For each entry that follows, produce an exact copy.

→ RECORDS SUPPLIED:

==============================

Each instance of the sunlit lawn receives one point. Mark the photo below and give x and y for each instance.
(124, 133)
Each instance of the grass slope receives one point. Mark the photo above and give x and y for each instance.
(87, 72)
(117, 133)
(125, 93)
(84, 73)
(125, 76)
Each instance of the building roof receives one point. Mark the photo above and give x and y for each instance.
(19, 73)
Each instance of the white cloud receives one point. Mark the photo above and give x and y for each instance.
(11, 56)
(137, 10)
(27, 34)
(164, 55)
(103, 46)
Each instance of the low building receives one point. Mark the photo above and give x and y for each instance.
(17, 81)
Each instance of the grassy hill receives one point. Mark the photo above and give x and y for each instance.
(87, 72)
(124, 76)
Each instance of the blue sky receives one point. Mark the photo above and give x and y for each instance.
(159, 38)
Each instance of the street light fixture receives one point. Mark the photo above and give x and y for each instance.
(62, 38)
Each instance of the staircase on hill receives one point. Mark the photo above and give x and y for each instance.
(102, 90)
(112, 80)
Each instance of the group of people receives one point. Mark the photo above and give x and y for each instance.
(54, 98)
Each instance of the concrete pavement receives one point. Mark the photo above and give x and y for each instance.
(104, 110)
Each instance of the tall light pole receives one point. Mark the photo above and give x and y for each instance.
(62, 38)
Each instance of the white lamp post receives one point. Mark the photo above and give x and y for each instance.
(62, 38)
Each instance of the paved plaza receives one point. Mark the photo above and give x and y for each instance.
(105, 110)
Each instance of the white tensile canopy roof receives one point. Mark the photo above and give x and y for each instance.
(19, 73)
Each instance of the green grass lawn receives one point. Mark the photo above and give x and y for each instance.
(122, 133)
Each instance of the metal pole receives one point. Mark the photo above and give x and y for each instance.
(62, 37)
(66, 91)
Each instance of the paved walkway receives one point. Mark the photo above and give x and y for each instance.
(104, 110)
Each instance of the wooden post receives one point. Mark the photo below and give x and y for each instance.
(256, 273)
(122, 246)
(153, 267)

==============================

→ ANSWER TO THIS TASK:
Each instance of the sunlit lawn receives one point. Mark the photo below and give x and y for each instance.
(124, 133)
Each instance of the grass slope receives one point. Mark the photo above and give x and y for each instance.
(87, 72)
(117, 133)
(125, 93)
(84, 73)
(125, 76)
Each instance of the building roof receives one point. Mark the photo above and give x and y for each instance.
(19, 73)
Each instance of the white cloud receives one point. Mark the photo above and give x and y for each instance.
(11, 56)
(137, 10)
(27, 34)
(164, 55)
(103, 46)
Each instance of the low building receives one point. Mark the photo above and give x and y for each instance.
(17, 81)
Each instance of the grassy hill receives one point. Mark the photo above and give x and y for each instance.
(87, 72)
(124, 76)
Each instance of the blue sky receives one point. Mark the photo above and give x and y for each instance.
(159, 38)
Each instance of the street light fixture receives one point. Mark the photo above and give x and y for each instance.
(62, 38)
Each instance of the staircase on hill receives one point. Mark the photo above and give x and y for each instance.
(102, 90)
(112, 80)
Each instance of the group of people receives one point. Mark the photo above and give x and y for each instance.
(54, 98)
Each instance of the concrete pavement receives one point. Mark the photo above and give x and y for each instance.
(104, 110)
Each instance of the tall light pole receives one point. Mark the photo above and give x and y for each instance.
(62, 38)
Each instance of the white lamp post receives one point. Mark the photo above and give x and y for each instance.
(62, 38)
Each instance of the paved plaza receives one point. Mark the photo above and give x and y for each instance.
(105, 110)
Each instance of the white tensile canopy roof receives one point. Mark the photo above and give x and y for each instance.
(19, 73)
Each instance of the green grass lawn receives one point. Mark the photo above and give x and y for each instance.
(122, 133)
Each instance of the metal pole receives one point. Mark the photo above and give x and y for each instance.
(62, 37)
(66, 91)
Each instance of the paved walkway receives one point. Mark the photo above and give x and y for each instance.
(104, 110)
Each instance of the wooden post receives one point. Mark the photo below and give x and y for each instance.
(256, 273)
(122, 246)
(153, 267)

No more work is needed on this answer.